About 75% of the original filtrate volume is reabsorbed by the time the tubular fluid enters the Henle’s loop.

This reabsorption of water occurs osmotically, as a result of dilution of the filtrate due to active uptake of sodium by the cells lining-the walls of tubule.

The descending tubules of Henle’s loops are permeable to diffusion of water, sodium and chloride ions.

As the tubular fluid passes through Henle’s loop, it enters regions of increasing osmotic, sodium and chloride ion concentrations.

Water then is osmotically withdrawn and sodium and chloride ions are actively pumped into the tubule, keeping tubular fluid concentrations close to those existing outside the tubules.

The cells of the ascending limb of Henle’s loop are impermeable to diffusion of water and chloride ions.

However, these actively transport chloride ions outward. As a result, the tubular fluid remains reduced in volume (about 50% of its volume was removed osmotically in the descending limb), but it becomes progres­sively more dilute as it reaches the distal tubule.

This tubular fluid of low osmotic concentration enters the distal tubule. The cells of this region are permeable to water, so additional osmotic removal of water occurs and filterate becomes isotonic.

The final concentration of the urine takes place in the collecting ducts whose cells can vary greatly in their permeability to water, this variation being under the control of at least one and possibly two chemicals.

These chemicals are the neurohypophyseal hormone vasopressin (also called the antidiuretic hormone, ADH) and the enzyme hyaluronidase.

The action of ADH is well understood while that of hyaluronidase is still uncertain. Thus, the tubular fluid in the distal tubule and later in the collecting tubule becomes hypertonic and is known as urine.

Hypertonic urine, thus, produced in the nephrons passes into the collecting tubules and thence into the calyces which lead to the renal pelvis.

The urine passes from the pelvis through a ureter into the urinary bladder from where it is removed outside the body time to time.

Blood leaves the kidney through the renal vein and returns to the general circulation by way of the inferior vena-cava.

[Natural-language object grounding data]
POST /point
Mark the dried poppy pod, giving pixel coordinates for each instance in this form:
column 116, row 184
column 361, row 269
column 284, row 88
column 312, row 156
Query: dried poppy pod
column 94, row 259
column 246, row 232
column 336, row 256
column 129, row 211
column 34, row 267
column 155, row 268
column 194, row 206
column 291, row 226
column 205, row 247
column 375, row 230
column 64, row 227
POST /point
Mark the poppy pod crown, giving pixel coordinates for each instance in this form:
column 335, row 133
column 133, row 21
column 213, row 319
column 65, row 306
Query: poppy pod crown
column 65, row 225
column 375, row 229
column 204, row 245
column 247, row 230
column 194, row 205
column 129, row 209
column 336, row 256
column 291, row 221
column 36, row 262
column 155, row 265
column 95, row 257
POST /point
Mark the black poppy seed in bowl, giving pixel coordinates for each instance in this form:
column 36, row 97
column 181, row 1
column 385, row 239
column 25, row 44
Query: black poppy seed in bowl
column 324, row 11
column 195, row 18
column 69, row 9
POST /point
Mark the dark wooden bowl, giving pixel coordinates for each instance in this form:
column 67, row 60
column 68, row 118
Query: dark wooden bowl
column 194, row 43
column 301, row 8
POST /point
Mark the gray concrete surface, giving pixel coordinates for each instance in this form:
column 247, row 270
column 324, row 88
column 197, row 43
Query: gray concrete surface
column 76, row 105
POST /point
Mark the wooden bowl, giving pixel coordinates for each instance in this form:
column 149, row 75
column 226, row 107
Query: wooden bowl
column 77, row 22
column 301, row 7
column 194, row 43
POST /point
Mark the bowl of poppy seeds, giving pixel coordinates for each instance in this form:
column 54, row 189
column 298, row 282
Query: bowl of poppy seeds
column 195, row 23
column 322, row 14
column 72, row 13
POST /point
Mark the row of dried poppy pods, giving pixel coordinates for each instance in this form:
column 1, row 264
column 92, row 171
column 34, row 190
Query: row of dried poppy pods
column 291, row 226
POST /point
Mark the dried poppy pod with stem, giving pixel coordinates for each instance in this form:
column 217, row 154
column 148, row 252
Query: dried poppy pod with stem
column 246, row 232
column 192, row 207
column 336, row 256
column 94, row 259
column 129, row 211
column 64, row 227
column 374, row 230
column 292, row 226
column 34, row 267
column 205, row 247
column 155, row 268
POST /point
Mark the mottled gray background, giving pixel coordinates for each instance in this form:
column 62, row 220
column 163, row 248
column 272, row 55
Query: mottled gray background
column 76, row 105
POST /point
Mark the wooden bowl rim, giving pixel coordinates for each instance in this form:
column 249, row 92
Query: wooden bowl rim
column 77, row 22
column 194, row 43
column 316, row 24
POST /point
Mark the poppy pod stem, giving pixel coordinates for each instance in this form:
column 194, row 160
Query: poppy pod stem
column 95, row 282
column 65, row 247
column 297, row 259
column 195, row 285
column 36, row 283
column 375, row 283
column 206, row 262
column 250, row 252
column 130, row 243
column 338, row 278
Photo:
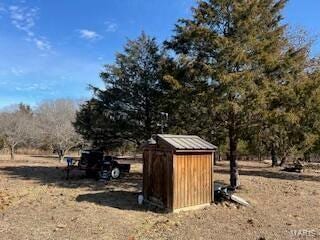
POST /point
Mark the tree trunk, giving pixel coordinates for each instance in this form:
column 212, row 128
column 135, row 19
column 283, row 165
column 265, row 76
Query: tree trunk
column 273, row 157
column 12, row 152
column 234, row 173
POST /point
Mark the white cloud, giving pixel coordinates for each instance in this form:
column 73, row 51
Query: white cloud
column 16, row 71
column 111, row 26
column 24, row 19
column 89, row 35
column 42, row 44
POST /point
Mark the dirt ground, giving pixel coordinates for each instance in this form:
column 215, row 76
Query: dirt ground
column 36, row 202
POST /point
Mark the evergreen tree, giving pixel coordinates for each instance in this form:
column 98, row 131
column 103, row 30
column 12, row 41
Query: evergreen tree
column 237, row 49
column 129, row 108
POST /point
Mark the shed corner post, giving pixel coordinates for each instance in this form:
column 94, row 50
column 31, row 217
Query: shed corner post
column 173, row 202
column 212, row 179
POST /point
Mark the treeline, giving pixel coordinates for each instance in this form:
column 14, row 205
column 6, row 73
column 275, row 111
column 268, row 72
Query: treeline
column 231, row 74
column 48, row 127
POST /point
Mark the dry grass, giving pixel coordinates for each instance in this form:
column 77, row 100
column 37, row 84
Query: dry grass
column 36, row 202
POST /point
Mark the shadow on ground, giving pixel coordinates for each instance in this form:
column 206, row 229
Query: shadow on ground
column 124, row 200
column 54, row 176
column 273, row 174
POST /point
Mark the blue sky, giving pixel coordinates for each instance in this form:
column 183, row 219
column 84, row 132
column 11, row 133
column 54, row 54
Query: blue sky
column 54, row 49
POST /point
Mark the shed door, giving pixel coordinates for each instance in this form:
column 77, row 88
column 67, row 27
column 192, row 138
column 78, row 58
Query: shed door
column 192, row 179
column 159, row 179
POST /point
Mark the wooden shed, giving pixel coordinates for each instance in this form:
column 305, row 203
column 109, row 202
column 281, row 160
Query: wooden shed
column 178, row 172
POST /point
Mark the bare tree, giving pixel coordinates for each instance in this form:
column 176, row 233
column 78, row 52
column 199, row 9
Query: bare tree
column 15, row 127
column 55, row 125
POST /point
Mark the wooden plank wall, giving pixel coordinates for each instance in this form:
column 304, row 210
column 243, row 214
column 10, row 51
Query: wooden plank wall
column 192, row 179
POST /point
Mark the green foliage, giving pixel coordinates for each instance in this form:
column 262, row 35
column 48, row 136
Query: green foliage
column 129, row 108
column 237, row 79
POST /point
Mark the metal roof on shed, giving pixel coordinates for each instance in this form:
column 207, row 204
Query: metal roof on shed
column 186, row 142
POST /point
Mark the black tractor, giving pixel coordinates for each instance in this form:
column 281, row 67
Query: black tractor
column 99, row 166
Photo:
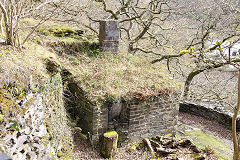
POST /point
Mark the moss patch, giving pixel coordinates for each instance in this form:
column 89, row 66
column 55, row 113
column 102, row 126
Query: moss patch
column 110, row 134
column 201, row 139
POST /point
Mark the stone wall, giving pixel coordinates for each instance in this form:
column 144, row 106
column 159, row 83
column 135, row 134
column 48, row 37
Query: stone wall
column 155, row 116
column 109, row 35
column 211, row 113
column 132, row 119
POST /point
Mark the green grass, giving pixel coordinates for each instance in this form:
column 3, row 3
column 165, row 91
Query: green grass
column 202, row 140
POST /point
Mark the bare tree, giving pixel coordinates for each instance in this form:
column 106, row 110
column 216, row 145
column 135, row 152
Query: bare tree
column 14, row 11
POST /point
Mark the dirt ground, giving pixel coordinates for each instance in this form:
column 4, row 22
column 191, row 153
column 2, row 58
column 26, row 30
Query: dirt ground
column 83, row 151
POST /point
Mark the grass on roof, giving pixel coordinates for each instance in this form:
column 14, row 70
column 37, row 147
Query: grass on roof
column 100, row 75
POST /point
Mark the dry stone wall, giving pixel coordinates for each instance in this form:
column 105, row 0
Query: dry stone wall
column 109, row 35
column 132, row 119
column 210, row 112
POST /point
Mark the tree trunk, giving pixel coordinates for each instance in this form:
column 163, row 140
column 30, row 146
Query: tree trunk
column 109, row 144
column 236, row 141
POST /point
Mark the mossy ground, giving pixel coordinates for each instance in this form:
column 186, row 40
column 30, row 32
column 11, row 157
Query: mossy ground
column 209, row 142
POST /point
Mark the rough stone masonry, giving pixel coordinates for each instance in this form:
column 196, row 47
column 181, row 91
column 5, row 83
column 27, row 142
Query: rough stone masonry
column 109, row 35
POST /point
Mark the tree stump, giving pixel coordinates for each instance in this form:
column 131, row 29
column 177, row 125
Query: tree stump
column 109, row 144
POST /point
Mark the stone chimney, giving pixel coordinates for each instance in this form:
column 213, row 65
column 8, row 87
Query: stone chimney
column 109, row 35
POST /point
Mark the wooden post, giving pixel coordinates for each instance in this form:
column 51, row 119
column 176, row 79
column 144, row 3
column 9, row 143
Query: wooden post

● **Assignment**
From the kidney text above the entries, extract the part that begins at the words "This tubular fluid" and ends after the words "filterate becomes isotonic.".

● **Exercise output**
This tubular fluid of low osmotic concentration enters the distal tubule. The cells of this region are permeable to water, so additional osmotic removal of water occurs and filterate becomes isotonic.